**Task objective**
Put each line below, from the line containing "of the dark" through the last of the rows, into a JSON list of strings, one string per line and with blank lines omitted. Include both the starting line and the final line.

━━━ Entries ━━━

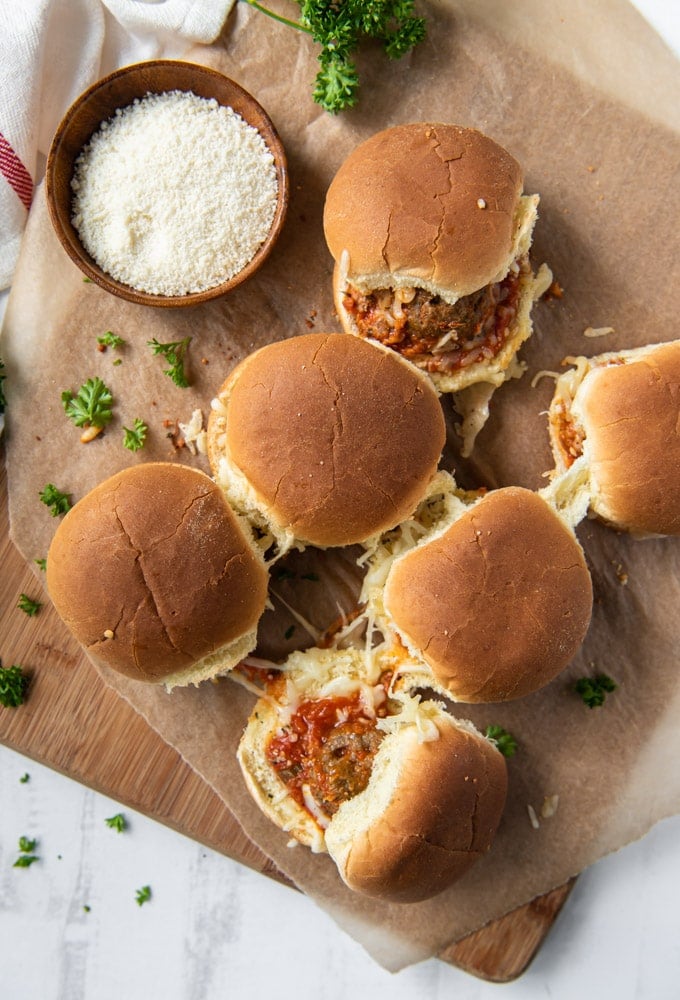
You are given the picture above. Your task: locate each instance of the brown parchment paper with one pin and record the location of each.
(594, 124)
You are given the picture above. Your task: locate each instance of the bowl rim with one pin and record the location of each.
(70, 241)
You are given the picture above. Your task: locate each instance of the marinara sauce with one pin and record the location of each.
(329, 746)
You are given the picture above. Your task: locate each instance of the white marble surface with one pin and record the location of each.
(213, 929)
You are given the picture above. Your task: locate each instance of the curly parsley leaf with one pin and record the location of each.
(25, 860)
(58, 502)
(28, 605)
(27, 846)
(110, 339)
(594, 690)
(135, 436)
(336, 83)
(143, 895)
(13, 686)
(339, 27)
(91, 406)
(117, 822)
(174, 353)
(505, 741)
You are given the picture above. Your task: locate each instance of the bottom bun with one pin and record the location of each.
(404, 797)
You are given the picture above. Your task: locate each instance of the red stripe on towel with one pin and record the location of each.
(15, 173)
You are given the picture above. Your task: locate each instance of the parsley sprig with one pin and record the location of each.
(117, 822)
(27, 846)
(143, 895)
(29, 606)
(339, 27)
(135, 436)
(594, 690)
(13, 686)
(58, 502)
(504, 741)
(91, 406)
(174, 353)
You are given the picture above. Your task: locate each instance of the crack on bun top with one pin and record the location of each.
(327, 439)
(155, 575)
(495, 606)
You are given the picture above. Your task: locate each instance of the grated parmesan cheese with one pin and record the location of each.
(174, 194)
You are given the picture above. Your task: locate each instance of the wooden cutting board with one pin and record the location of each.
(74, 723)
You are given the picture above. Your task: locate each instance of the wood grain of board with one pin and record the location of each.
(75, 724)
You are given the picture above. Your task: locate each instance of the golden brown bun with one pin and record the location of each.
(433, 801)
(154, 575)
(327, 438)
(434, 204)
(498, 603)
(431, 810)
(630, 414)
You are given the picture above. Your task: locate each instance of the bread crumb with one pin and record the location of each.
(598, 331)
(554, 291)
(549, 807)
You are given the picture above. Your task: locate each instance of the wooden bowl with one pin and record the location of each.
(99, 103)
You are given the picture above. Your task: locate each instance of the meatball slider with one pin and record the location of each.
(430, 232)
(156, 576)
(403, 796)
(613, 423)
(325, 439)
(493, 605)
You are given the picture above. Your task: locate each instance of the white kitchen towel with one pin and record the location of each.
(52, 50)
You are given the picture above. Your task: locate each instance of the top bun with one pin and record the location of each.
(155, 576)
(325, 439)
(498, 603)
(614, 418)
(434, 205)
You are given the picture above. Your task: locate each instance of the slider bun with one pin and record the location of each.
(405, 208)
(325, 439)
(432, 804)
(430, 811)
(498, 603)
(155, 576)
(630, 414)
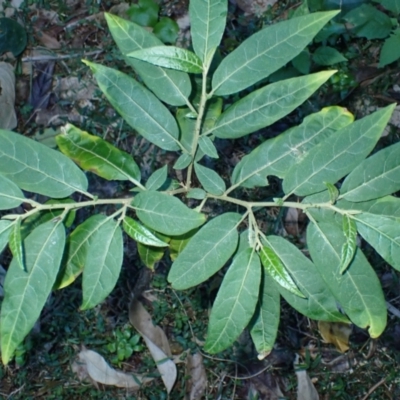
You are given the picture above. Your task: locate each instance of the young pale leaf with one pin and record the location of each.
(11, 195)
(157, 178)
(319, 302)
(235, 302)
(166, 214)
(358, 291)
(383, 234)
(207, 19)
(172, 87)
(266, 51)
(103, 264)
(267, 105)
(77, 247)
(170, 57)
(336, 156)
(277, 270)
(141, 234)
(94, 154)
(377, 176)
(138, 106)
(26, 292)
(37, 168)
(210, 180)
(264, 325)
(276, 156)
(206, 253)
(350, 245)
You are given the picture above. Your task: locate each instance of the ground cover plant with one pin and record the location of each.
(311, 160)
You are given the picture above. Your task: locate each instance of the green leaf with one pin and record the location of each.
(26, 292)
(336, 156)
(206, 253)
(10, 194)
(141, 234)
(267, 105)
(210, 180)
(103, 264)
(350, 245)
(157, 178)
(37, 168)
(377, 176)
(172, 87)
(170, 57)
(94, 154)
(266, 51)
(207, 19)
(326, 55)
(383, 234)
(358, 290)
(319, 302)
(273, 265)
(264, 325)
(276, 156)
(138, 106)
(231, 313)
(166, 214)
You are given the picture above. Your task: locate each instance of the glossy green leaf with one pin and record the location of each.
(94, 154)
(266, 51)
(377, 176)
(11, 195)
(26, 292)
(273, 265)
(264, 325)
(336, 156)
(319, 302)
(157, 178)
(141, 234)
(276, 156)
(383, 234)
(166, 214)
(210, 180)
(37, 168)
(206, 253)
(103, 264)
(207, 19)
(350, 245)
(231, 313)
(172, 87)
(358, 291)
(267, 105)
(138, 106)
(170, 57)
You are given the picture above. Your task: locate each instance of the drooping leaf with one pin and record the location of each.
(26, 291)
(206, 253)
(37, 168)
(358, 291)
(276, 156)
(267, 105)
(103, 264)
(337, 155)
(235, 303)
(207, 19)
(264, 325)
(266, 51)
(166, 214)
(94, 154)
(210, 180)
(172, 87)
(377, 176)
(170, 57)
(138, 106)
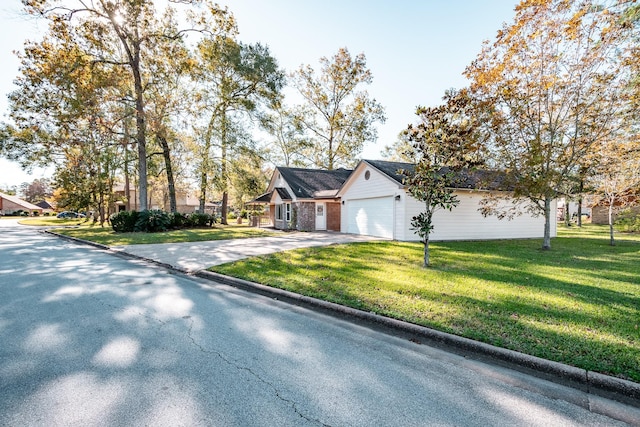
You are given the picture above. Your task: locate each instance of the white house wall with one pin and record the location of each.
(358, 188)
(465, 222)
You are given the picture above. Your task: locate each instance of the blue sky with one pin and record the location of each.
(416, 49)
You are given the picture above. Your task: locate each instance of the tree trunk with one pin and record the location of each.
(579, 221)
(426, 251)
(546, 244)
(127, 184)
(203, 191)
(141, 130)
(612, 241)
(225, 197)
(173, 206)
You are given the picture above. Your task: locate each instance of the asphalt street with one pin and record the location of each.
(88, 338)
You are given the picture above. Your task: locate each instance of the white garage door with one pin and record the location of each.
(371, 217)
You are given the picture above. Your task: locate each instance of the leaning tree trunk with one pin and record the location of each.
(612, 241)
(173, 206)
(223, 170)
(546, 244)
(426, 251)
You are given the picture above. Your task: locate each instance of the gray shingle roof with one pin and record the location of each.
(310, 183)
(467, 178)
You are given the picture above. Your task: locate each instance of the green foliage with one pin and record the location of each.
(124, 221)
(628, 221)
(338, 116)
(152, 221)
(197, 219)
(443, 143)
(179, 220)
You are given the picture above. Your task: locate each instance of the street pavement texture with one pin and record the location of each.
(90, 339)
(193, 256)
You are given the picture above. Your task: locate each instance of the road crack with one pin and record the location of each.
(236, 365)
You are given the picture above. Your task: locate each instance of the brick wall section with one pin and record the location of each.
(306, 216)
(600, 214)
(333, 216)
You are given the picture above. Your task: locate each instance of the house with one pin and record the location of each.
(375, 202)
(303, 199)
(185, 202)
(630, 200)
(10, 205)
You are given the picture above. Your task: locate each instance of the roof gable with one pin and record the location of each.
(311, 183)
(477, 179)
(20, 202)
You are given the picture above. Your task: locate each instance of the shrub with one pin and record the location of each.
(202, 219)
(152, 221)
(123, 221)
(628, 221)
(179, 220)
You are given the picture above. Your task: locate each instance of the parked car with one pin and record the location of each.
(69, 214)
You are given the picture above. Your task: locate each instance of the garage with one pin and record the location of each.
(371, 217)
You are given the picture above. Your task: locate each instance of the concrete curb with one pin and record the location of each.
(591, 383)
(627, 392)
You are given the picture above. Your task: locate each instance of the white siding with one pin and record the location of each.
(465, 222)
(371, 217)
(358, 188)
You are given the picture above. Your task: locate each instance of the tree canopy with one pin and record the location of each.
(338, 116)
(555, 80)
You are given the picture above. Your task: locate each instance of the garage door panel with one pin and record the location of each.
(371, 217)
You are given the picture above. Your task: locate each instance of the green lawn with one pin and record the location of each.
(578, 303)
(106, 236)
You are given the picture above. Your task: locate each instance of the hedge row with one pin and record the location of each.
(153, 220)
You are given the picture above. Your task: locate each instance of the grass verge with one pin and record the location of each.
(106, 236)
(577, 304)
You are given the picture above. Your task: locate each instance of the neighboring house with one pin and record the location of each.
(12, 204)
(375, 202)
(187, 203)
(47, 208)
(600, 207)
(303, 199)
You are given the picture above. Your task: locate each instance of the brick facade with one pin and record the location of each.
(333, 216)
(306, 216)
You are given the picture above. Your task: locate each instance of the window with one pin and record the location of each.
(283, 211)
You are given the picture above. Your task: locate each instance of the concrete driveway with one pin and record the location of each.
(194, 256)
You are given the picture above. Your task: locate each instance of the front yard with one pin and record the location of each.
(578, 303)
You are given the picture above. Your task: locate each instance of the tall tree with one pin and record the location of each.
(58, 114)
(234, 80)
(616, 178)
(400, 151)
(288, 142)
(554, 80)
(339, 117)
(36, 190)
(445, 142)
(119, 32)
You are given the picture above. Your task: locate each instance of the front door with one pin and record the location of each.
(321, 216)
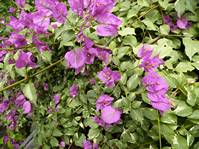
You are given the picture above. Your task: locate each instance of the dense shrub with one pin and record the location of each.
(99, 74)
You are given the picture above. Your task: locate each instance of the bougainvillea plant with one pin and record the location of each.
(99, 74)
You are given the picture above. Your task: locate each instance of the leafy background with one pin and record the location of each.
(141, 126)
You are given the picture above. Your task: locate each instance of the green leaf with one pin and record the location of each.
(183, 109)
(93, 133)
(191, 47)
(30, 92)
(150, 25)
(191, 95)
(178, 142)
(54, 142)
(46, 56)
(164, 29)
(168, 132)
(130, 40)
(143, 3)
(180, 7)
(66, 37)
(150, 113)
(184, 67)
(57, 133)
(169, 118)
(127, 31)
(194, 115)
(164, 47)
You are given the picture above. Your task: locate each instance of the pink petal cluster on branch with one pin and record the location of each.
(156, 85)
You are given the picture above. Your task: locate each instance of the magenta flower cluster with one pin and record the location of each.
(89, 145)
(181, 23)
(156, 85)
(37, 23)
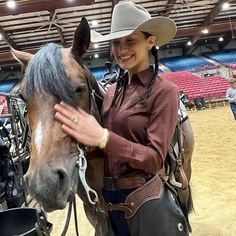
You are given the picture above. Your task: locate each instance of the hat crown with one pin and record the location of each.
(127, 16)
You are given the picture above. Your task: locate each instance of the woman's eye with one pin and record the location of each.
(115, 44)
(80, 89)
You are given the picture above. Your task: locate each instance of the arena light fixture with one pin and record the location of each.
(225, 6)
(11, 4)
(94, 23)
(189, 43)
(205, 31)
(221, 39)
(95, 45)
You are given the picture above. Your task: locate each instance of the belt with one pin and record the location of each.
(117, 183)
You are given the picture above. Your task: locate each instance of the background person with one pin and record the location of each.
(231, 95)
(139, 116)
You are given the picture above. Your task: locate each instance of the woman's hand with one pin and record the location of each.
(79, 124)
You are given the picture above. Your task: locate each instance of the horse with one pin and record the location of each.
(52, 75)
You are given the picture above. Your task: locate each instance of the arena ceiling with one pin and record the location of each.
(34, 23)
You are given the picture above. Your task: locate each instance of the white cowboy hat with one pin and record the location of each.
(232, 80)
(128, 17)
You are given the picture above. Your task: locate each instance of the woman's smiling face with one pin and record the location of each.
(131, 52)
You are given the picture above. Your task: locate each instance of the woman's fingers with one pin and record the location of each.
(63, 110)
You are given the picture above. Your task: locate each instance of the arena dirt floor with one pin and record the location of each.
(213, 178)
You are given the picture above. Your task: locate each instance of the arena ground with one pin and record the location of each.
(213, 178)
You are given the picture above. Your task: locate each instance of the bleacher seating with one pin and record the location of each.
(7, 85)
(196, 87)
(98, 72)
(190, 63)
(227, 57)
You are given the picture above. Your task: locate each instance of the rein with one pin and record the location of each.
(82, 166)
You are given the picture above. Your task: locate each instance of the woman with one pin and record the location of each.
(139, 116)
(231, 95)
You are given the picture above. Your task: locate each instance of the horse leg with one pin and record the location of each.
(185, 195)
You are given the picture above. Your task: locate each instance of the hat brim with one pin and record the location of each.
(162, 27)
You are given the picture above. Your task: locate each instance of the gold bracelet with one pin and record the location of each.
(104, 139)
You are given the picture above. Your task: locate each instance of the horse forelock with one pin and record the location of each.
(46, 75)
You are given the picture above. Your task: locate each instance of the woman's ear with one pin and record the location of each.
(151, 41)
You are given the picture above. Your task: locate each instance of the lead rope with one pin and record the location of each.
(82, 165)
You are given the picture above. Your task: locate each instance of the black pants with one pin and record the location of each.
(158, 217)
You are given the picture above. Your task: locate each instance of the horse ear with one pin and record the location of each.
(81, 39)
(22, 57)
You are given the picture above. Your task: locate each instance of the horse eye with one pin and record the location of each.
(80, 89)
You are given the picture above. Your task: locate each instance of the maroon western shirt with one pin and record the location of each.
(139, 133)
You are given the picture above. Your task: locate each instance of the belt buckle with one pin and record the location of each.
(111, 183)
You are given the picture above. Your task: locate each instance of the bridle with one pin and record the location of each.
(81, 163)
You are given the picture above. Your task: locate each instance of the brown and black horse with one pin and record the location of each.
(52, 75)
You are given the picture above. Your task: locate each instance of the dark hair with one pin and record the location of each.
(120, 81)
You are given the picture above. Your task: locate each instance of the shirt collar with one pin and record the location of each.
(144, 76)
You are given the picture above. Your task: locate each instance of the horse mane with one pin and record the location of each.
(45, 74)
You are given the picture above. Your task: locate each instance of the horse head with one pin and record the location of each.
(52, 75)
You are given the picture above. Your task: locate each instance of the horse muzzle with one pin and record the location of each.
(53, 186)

━━━

**Written solution**
[
  "You are given the picture above. Your task: locate each instance of the dark hair with one pin and record the location of each.",
  "(120, 81)",
  "You are given the picture above. Your task: locate each instance of the shirt collar with one pin and record the location of each.",
  "(144, 76)",
  "You are given the picture above. Your task: locate each instance of the horse mane with one pin and record the location of each.",
  "(45, 74)",
  "You are given the picture above. Your task: locate each instance of the horse head with one pin and record the location of each.",
  "(52, 75)",
  "You are given the picture above. Your task: locate each instance of the horse muzzle with one pin and record the location of each.",
  "(53, 186)"
]